AIM OF THE TASK
Rewrite the listing, starting at its first line and ending at the line containing "208 2 L 174", and scale every coordinate in the answers by 0.95, rounding to whole numbers with halves rounded up. Reproduce the requests and their format samples unchanged.
____________________
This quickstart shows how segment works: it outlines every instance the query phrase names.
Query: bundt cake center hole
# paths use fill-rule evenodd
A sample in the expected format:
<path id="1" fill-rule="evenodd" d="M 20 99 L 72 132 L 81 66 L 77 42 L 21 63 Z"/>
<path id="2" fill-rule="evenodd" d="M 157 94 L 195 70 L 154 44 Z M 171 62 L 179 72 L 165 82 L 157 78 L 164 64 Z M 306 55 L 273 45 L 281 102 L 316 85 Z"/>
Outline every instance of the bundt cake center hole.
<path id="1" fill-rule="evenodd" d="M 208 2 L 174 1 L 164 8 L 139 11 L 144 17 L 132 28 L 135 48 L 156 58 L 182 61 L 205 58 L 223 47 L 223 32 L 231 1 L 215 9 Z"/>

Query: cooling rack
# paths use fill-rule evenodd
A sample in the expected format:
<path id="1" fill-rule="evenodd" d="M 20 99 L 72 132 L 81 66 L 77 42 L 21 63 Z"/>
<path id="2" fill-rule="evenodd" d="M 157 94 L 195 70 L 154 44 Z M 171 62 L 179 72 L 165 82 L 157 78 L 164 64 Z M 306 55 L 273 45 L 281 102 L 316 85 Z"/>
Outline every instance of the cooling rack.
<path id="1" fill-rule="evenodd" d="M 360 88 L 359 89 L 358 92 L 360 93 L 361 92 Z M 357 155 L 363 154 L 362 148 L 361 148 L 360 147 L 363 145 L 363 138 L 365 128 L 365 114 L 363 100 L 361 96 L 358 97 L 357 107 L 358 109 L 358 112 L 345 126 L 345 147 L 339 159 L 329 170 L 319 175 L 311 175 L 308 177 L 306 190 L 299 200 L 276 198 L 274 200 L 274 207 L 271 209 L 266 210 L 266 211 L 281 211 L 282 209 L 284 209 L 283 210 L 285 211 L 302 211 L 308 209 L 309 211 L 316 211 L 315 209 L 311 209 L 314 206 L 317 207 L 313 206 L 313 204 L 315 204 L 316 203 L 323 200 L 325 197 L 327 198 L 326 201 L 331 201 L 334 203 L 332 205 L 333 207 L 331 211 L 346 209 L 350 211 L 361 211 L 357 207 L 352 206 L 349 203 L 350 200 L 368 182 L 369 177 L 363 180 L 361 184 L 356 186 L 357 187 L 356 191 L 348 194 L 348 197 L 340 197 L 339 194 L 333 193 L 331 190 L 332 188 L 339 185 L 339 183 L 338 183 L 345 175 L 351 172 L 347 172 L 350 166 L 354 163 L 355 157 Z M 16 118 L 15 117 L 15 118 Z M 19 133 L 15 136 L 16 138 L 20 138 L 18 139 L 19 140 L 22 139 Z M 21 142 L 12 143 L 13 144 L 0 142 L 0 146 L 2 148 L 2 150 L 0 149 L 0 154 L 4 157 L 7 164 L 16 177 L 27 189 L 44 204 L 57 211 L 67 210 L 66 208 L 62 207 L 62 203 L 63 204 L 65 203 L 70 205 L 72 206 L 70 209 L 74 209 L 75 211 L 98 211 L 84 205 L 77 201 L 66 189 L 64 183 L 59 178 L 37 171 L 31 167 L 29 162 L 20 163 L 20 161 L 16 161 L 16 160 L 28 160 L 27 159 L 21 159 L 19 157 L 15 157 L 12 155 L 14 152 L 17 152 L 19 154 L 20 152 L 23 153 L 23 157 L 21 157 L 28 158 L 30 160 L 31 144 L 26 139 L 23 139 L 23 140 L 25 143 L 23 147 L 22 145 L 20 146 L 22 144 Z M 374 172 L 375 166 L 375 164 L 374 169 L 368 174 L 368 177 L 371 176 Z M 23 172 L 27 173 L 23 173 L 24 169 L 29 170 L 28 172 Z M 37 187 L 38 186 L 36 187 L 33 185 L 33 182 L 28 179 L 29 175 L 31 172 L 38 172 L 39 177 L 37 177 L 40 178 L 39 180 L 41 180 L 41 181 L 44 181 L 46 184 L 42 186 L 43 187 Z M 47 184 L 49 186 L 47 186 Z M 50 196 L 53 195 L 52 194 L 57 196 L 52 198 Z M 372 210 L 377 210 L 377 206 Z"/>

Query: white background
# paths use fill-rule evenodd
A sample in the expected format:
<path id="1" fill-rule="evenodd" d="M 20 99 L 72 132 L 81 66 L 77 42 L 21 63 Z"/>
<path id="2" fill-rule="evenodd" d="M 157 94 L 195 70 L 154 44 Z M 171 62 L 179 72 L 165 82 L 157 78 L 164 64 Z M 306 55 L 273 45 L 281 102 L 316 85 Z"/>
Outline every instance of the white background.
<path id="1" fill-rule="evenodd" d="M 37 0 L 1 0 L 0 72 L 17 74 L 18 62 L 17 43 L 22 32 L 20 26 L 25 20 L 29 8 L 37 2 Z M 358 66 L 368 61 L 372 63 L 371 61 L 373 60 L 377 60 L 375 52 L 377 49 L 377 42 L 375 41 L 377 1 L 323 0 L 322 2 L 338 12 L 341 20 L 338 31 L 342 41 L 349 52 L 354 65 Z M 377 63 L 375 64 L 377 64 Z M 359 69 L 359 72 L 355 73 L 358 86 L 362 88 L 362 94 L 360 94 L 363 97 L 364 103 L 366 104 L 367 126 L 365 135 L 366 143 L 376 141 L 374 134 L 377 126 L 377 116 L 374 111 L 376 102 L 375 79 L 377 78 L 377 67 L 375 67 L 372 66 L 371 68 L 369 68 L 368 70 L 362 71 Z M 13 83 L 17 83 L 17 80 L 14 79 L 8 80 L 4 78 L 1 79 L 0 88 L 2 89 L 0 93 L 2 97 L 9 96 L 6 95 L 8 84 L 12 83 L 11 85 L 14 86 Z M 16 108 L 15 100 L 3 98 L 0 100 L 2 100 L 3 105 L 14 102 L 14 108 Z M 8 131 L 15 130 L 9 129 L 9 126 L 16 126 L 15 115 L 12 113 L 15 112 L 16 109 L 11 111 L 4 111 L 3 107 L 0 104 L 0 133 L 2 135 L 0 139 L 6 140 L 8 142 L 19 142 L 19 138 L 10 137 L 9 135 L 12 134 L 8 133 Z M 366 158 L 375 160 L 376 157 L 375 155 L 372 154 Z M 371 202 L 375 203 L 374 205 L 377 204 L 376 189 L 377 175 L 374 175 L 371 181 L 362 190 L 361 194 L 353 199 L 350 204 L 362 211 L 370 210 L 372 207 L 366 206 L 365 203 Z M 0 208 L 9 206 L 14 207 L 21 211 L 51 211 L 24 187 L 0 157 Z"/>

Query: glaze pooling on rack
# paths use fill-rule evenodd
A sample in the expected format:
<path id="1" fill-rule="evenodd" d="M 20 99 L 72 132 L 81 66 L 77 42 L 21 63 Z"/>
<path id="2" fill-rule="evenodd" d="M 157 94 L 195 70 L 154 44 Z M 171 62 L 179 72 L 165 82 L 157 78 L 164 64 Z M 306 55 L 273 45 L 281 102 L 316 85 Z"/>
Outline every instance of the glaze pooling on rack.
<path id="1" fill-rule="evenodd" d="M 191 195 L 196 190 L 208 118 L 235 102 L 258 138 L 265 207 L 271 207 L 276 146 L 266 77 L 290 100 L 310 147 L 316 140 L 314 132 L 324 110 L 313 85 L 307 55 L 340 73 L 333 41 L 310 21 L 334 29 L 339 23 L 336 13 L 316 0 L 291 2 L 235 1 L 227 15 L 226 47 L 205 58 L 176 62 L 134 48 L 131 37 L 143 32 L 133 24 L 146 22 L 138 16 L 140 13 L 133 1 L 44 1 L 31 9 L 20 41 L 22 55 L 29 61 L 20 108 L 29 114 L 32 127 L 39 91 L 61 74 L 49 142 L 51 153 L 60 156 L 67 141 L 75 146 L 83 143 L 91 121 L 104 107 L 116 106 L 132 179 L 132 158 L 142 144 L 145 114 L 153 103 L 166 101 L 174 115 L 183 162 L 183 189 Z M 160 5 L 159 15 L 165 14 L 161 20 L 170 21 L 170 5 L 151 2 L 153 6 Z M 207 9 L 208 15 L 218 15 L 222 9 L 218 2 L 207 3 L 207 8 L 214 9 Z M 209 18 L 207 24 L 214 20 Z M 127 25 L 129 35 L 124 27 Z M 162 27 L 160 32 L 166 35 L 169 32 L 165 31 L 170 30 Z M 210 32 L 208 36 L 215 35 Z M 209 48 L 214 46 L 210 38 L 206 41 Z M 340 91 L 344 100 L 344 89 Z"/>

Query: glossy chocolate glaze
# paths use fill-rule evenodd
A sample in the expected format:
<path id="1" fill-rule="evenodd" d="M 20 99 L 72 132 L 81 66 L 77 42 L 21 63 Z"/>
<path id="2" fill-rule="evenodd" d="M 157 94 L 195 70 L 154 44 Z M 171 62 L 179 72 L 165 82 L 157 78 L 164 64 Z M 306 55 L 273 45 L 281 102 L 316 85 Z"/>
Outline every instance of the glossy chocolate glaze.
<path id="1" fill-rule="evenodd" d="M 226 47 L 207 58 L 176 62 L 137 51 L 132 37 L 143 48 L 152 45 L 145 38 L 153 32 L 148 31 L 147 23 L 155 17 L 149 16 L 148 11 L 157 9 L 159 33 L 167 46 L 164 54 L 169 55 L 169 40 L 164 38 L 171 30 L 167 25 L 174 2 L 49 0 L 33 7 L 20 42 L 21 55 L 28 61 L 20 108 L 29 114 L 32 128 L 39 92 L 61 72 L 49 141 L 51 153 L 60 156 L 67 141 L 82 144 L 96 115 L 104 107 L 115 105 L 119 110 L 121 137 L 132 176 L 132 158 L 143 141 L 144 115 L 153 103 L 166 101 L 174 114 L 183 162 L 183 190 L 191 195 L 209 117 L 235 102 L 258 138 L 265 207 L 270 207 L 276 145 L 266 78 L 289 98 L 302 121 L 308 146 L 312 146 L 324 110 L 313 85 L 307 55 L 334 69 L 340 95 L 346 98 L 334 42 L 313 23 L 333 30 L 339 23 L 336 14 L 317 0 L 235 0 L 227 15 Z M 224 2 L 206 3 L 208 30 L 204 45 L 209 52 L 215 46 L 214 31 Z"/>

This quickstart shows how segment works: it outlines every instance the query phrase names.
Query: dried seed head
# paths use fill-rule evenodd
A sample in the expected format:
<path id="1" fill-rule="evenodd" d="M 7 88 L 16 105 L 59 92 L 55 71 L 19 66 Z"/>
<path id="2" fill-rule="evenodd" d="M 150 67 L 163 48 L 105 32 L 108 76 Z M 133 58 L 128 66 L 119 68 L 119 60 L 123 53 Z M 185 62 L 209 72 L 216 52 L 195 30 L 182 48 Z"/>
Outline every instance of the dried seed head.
____________________
THE ANSWER
This quickstart shows how segment works: it outlines every instance the query phrase names.
Query: bundt cake center hole
# paths use fill-rule evenodd
A sample in the expected format:
<path id="1" fill-rule="evenodd" d="M 20 99 L 72 132 L 81 66 L 77 42 L 21 63 Z"/>
<path id="2" fill-rule="evenodd" d="M 157 94 L 195 70 L 154 44 Z M 171 62 L 179 72 L 165 82 L 157 78 L 164 64 Z M 306 55 L 273 45 L 281 102 L 316 85 Z"/>
Outline every instance of the bundt cake center hole.
<path id="1" fill-rule="evenodd" d="M 198 2 L 165 1 L 156 8 L 132 10 L 137 16 L 125 27 L 128 46 L 148 55 L 173 58 L 195 55 L 212 45 L 212 30 L 219 1 L 204 9 Z"/>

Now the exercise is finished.